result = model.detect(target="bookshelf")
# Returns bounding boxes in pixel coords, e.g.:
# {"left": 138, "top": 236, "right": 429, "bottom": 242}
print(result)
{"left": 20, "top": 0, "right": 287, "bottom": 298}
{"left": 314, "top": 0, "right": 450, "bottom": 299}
------------------------
### ACTIVITY
Print out the records exactly as they were entered.

### RESPONSE TO THIS TASK
result = model.detect(target="bookshelf")
# Returns bounding boxes in pixel coords, e.g.:
# {"left": 138, "top": 236, "right": 429, "bottom": 242}
print(result)
{"left": 20, "top": 0, "right": 287, "bottom": 298}
{"left": 314, "top": 0, "right": 450, "bottom": 299}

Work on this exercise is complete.